§ TASK INSTRUCTIONS
Rewrite the lines below as a numbered list, leaving out blank lines and the pictures.

Data listing:
________________________________________
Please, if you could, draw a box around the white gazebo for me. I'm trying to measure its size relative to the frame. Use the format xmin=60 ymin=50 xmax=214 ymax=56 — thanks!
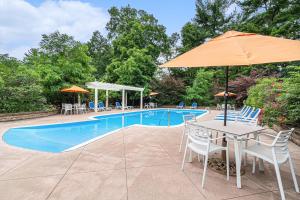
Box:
xmin=85 ymin=81 xmax=144 ymax=112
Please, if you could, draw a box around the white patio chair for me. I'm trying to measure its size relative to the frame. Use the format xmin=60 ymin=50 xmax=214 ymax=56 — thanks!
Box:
xmin=64 ymin=104 xmax=73 ymax=115
xmin=242 ymin=129 xmax=299 ymax=200
xmin=77 ymin=104 xmax=87 ymax=114
xmin=149 ymin=102 xmax=155 ymax=108
xmin=179 ymin=114 xmax=196 ymax=152
xmin=60 ymin=103 xmax=66 ymax=114
xmin=181 ymin=123 xmax=229 ymax=188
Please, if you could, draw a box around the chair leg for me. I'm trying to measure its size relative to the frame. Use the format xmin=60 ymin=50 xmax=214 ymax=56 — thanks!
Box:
xmin=179 ymin=130 xmax=185 ymax=152
xmin=189 ymin=149 xmax=193 ymax=162
xmin=289 ymin=156 xmax=299 ymax=193
xmin=244 ymin=134 xmax=249 ymax=167
xmin=258 ymin=159 xmax=265 ymax=172
xmin=226 ymin=146 xmax=229 ymax=181
xmin=181 ymin=141 xmax=188 ymax=171
xmin=274 ymin=161 xmax=285 ymax=200
xmin=202 ymin=155 xmax=208 ymax=188
xmin=252 ymin=156 xmax=256 ymax=174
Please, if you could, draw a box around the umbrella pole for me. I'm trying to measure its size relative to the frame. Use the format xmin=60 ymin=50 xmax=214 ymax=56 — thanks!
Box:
xmin=224 ymin=66 xmax=228 ymax=126
xmin=221 ymin=66 xmax=228 ymax=162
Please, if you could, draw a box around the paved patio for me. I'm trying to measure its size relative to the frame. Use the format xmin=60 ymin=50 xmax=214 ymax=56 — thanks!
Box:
xmin=0 ymin=111 xmax=300 ymax=200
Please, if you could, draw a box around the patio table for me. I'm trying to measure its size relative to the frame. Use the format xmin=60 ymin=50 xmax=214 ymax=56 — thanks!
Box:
xmin=191 ymin=120 xmax=264 ymax=188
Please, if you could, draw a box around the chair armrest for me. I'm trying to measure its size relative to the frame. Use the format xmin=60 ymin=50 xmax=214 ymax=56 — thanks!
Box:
xmin=259 ymin=132 xmax=276 ymax=138
xmin=209 ymin=136 xmax=226 ymax=141
xmin=248 ymin=138 xmax=272 ymax=147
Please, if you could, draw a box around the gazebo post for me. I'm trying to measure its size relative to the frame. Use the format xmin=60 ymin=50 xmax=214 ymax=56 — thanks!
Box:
xmin=122 ymin=89 xmax=125 ymax=111
xmin=105 ymin=90 xmax=108 ymax=108
xmin=140 ymin=91 xmax=143 ymax=109
xmin=94 ymin=88 xmax=98 ymax=112
xmin=124 ymin=91 xmax=127 ymax=107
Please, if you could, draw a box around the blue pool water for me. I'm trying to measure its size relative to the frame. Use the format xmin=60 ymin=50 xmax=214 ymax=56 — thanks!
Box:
xmin=3 ymin=109 xmax=207 ymax=152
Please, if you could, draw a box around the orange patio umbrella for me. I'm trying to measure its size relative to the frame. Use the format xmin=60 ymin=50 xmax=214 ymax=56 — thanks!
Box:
xmin=215 ymin=91 xmax=236 ymax=97
xmin=149 ymin=92 xmax=159 ymax=96
xmin=60 ymin=85 xmax=89 ymax=104
xmin=61 ymin=85 xmax=89 ymax=93
xmin=161 ymin=31 xmax=300 ymax=126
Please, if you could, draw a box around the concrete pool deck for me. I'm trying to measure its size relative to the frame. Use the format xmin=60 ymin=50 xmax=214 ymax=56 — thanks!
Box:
xmin=0 ymin=111 xmax=300 ymax=200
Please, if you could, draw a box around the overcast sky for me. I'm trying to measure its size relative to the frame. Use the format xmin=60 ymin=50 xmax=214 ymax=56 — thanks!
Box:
xmin=0 ymin=0 xmax=195 ymax=59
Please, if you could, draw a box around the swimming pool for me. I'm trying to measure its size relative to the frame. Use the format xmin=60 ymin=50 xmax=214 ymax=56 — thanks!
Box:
xmin=3 ymin=109 xmax=207 ymax=153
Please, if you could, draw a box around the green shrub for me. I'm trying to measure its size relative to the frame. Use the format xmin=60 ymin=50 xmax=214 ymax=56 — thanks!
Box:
xmin=0 ymin=66 xmax=50 ymax=113
xmin=246 ymin=66 xmax=300 ymax=126
xmin=186 ymin=69 xmax=214 ymax=106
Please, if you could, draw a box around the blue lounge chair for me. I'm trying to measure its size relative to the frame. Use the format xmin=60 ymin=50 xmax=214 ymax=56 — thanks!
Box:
xmin=89 ymin=101 xmax=95 ymax=110
xmin=218 ymin=106 xmax=251 ymax=117
xmin=191 ymin=102 xmax=198 ymax=109
xmin=116 ymin=101 xmax=122 ymax=109
xmin=98 ymin=101 xmax=111 ymax=111
xmin=176 ymin=101 xmax=184 ymax=109
xmin=216 ymin=107 xmax=254 ymax=121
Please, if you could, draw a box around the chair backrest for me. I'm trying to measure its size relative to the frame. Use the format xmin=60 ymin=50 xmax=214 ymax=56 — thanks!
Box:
xmin=65 ymin=103 xmax=72 ymax=110
xmin=89 ymin=101 xmax=95 ymax=109
xmin=98 ymin=101 xmax=104 ymax=108
xmin=240 ymin=105 xmax=249 ymax=114
xmin=242 ymin=107 xmax=253 ymax=119
xmin=188 ymin=123 xmax=211 ymax=150
xmin=249 ymin=108 xmax=261 ymax=119
xmin=272 ymin=128 xmax=294 ymax=155
xmin=183 ymin=114 xmax=196 ymax=126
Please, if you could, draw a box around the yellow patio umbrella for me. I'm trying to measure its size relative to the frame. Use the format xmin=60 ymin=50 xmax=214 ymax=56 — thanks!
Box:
xmin=60 ymin=85 xmax=89 ymax=104
xmin=215 ymin=91 xmax=236 ymax=97
xmin=161 ymin=31 xmax=300 ymax=126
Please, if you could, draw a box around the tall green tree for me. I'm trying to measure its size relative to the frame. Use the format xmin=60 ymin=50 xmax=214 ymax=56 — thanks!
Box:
xmin=237 ymin=0 xmax=300 ymax=39
xmin=24 ymin=32 xmax=95 ymax=104
xmin=87 ymin=31 xmax=113 ymax=79
xmin=171 ymin=0 xmax=237 ymax=86
xmin=186 ymin=69 xmax=214 ymax=105
xmin=0 ymin=55 xmax=48 ymax=113
xmin=106 ymin=6 xmax=171 ymax=91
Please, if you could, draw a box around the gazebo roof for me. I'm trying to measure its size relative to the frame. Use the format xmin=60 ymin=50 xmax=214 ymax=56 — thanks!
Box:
xmin=85 ymin=81 xmax=144 ymax=91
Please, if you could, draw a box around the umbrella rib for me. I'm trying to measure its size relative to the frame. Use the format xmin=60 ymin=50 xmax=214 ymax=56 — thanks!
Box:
xmin=233 ymin=37 xmax=252 ymax=65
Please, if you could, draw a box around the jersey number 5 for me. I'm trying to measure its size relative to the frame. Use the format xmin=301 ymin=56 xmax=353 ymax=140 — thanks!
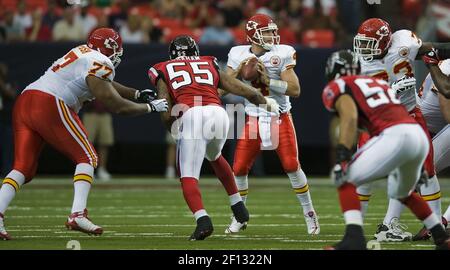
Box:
xmin=355 ymin=79 xmax=400 ymax=108
xmin=166 ymin=62 xmax=214 ymax=90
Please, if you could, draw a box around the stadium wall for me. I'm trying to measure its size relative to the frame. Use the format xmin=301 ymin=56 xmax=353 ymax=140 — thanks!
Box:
xmin=0 ymin=43 xmax=333 ymax=175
________________________________________
§ TASK ANSWER
1. Please, if you could, draw a box around the white gazebo for me. I'm trying to measure its size relative to the frame. Use the format xmin=60 ymin=50 xmax=214 ymax=56 — thanks!
2. Box:
3. xmin=85 ymin=81 xmax=144 ymax=112
4. Please, if you could, draw a box around the white patio chair for me. I'm trying to measure its size relative to the frame. Use the format xmin=60 ymin=50 xmax=214 ymax=56 — thanks!
5. Box:
6. xmin=64 ymin=104 xmax=73 ymax=115
7. xmin=242 ymin=129 xmax=299 ymax=200
8. xmin=77 ymin=104 xmax=87 ymax=114
9. xmin=149 ymin=102 xmax=155 ymax=108
10. xmin=179 ymin=114 xmax=196 ymax=152
11. xmin=60 ymin=103 xmax=66 ymax=114
12. xmin=181 ymin=123 xmax=229 ymax=188
13. Please, if you could, draw a box around the chair leg for me. I'm trying to measure its size relative to the frame. Use the format xmin=60 ymin=50 xmax=214 ymax=56 — thanks!
14. Box:
15. xmin=179 ymin=130 xmax=185 ymax=152
16. xmin=189 ymin=149 xmax=193 ymax=162
17. xmin=289 ymin=156 xmax=299 ymax=193
18. xmin=244 ymin=134 xmax=249 ymax=167
19. xmin=258 ymin=159 xmax=265 ymax=172
20. xmin=226 ymin=146 xmax=229 ymax=181
21. xmin=181 ymin=141 xmax=188 ymax=171
22. xmin=274 ymin=161 xmax=285 ymax=200
23. xmin=202 ymin=155 xmax=208 ymax=188
24. xmin=252 ymin=156 xmax=256 ymax=174
25. Please, if you could, draw a box around the umbrella pole for me. I'm trying to measure its size relative to the frame. Use the format xmin=60 ymin=50 xmax=214 ymax=56 — thanks!
26. Box:
27. xmin=224 ymin=66 xmax=228 ymax=126
28. xmin=221 ymin=66 xmax=228 ymax=162
29. Please, if you could, draw a box around the paved patio for me. I'm trying to measure its size relative to the frame. Use the format xmin=60 ymin=50 xmax=214 ymax=56 — thanks!
30. Box:
31. xmin=0 ymin=111 xmax=300 ymax=200
32. Please, if you could, draw a box around the patio table for me. I'm trying to measure its size relative to the frame. Use the format xmin=60 ymin=50 xmax=214 ymax=56 — thanks!
33. Box:
34. xmin=191 ymin=120 xmax=264 ymax=188
35. Please, if you could, draw a box around the chair armrest for me. I'm trying to measure its size relative to the frame. Use the format xmin=60 ymin=50 xmax=214 ymax=56 — thanks!
36. Box:
37. xmin=259 ymin=132 xmax=276 ymax=138
38. xmin=209 ymin=136 xmax=226 ymax=141
39. xmin=248 ymin=138 xmax=272 ymax=147
40. Please, if you could, draw a box around the gazebo post for me. I'm trying to measure its size relative to the frame. Use the format xmin=60 ymin=50 xmax=214 ymax=56 — thanks!
41. Box:
42. xmin=122 ymin=89 xmax=125 ymax=111
43. xmin=105 ymin=90 xmax=108 ymax=108
44. xmin=140 ymin=91 xmax=143 ymax=109
45. xmin=94 ymin=88 xmax=98 ymax=112
46. xmin=124 ymin=91 xmax=127 ymax=107
47. Please, if you could, draw a box around the blue pool water for me. I'm trying to measure its size relative to the frame. Use the format xmin=60 ymin=50 xmax=214 ymax=56 — thanks!
48. Box:
49. xmin=3 ymin=109 xmax=207 ymax=152
50. Please, if you could, draw a box around the orange patio umbrella for me. I'm trying to measure its size relative to the frame. Use the format xmin=60 ymin=50 xmax=214 ymax=56 — thanks!
51. Box:
52. xmin=215 ymin=91 xmax=236 ymax=97
53. xmin=149 ymin=92 xmax=159 ymax=96
54. xmin=60 ymin=85 xmax=89 ymax=104
55. xmin=61 ymin=85 xmax=89 ymax=93
56. xmin=161 ymin=31 xmax=300 ymax=126
57. Please, if you could, draw a box around the concrete pool deck for me. I'm trying to measure its size relative to the frame. Use the format xmin=60 ymin=50 xmax=214 ymax=56 — thanks!
58. Box:
59. xmin=0 ymin=111 xmax=300 ymax=200
60. Please, if you could, draw a box around the overcast sky for me. I'm trying to measure its size relative to the frame. Use the format xmin=60 ymin=50 xmax=214 ymax=56 — thanks!
61. Box:
62. xmin=0 ymin=0 xmax=195 ymax=59
63. Please, if you could, draw a box around the swimming pool for me. I'm trying to measure its size relative to the frame. Use the format xmin=60 ymin=50 xmax=214 ymax=56 — thanks!
64. Box:
65. xmin=3 ymin=109 xmax=207 ymax=153
66. Please, if you could, draw a box around the green shrub for me. I'm trying to measure its size relative to the frame. Use the format xmin=60 ymin=50 xmax=214 ymax=56 — thanks!
67. Box:
68. xmin=0 ymin=66 xmax=50 ymax=113
69. xmin=246 ymin=66 xmax=300 ymax=126
70. xmin=186 ymin=69 xmax=214 ymax=106
71. Please, if you could, draw a box around the blue lounge chair for me. I'm trying to measure its size relative to the frame. Use the format xmin=60 ymin=50 xmax=214 ymax=56 — thanks!
72. Box:
73. xmin=89 ymin=101 xmax=95 ymax=110
74. xmin=218 ymin=106 xmax=251 ymax=117
75. xmin=191 ymin=102 xmax=198 ymax=109
76. xmin=116 ymin=101 xmax=122 ymax=109
77. xmin=98 ymin=101 xmax=111 ymax=111
78. xmin=176 ymin=101 xmax=184 ymax=109
79. xmin=216 ymin=107 xmax=254 ymax=121
80. Please, if you could, draw a box around the chair backrest for me. I'm trying to measure its size relative to the frame. Use the format xmin=60 ymin=50 xmax=214 ymax=56 — thanks!
81. Box:
82. xmin=65 ymin=103 xmax=72 ymax=110
83. xmin=89 ymin=101 xmax=95 ymax=109
84. xmin=98 ymin=101 xmax=104 ymax=108
85. xmin=240 ymin=105 xmax=249 ymax=114
86. xmin=242 ymin=107 xmax=253 ymax=119
87. xmin=188 ymin=123 xmax=211 ymax=150
88. xmin=249 ymin=108 xmax=261 ymax=119
89. xmin=272 ymin=128 xmax=294 ymax=155
90. xmin=183 ymin=114 xmax=196 ymax=126
91. Please, if you could, draw a box around the yellow patio umbrella for me. I'm trying to measure its size relative to the frame. Use the format xmin=60 ymin=50 xmax=214 ymax=56 — thanks!
92. Box:
93. xmin=60 ymin=85 xmax=89 ymax=104
94. xmin=215 ymin=91 xmax=236 ymax=97
95. xmin=161 ymin=31 xmax=300 ymax=126
96. Please, if you could, draw a box around the tall green tree for me. I'm trying to measure its size relative to the frame. Use the format xmin=60 ymin=50 xmax=214 ymax=56 — thanks!
97. Box:
98. xmin=237 ymin=0 xmax=300 ymax=39
99. xmin=24 ymin=32 xmax=95 ymax=104
100. xmin=87 ymin=31 xmax=113 ymax=79
101. xmin=171 ymin=0 xmax=237 ymax=86
102. xmin=186 ymin=69 xmax=214 ymax=105
103. xmin=0 ymin=55 xmax=48 ymax=113
104. xmin=106 ymin=6 xmax=171 ymax=91
105. Please, if you could, draw a box around the gazebo roof for me. I'm trying to measure its size relative to the frame. Use the format xmin=60 ymin=50 xmax=214 ymax=56 — thanks!
106. Box:
107. xmin=85 ymin=81 xmax=144 ymax=91
108. Please, if you could, draw a box around the umbrella rib for me. I'm trying to measure its size relative to the frame. Use the format xmin=60 ymin=50 xmax=214 ymax=56 — thanks!
109. Box:
110. xmin=233 ymin=37 xmax=252 ymax=65
111. Please, if you could, draw a box around the jersey number 5 for me. I'm trying to measure its size relative to the frame. Use the format xmin=301 ymin=56 xmax=353 ymax=140 — thanks!
112. Box:
113. xmin=355 ymin=79 xmax=400 ymax=108
114. xmin=166 ymin=62 xmax=214 ymax=90
115. Please, if you could, draw a box around the stadium wall for me. I'm trying to measure its size relative to the frame. Use the format xmin=301 ymin=56 xmax=353 ymax=140 — thanks!
116. Box:
117. xmin=0 ymin=43 xmax=333 ymax=175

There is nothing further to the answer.